__EXERCISE BRIEF__: Below are the entries; give again exactly the lines from the one mentioning "point at the green apple" through the one mentioning "point at the sneaker sole", inclusive.

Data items
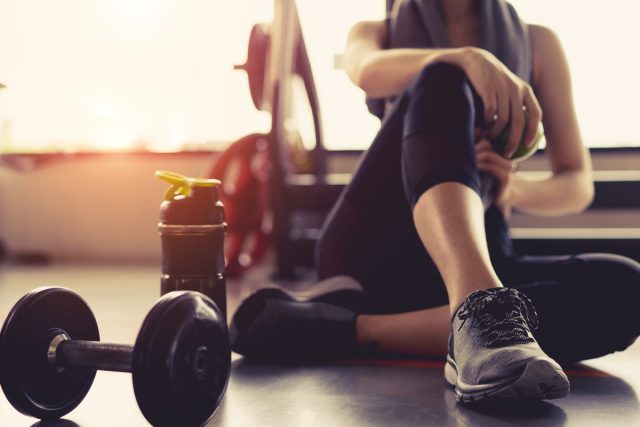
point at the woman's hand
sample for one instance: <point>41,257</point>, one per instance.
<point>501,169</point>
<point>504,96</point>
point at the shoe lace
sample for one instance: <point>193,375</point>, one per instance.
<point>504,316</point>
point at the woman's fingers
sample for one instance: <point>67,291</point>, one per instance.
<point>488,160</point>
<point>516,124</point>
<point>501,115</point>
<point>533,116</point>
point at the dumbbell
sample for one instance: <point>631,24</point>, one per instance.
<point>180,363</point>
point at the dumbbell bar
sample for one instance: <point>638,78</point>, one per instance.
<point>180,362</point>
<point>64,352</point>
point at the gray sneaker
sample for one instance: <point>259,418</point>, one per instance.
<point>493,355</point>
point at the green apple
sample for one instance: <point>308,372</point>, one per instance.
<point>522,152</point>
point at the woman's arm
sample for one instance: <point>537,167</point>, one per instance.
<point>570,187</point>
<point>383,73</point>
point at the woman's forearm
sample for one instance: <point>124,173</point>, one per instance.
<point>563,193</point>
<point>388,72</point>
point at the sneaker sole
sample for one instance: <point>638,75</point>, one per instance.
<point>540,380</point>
---
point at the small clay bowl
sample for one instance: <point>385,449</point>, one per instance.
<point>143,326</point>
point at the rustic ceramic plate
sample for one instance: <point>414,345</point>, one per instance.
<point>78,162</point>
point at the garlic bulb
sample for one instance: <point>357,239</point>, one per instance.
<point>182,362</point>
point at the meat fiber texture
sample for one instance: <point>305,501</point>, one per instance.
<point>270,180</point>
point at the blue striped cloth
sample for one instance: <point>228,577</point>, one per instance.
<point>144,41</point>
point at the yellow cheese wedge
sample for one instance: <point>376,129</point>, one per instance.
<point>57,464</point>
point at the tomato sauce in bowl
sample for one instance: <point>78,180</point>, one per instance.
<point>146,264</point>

__SOLUTION TO THIS TASK__:
point at the green apple
sample for one instance: <point>308,372</point>, one per instance.
<point>522,152</point>
point at the woman's arm
sample for one instance: <point>537,167</point>, one per instance.
<point>570,187</point>
<point>383,73</point>
point at the woman's forearm
sample for one instance: <point>124,173</point>, one per instance.
<point>563,193</point>
<point>388,72</point>
point at the sneaker sole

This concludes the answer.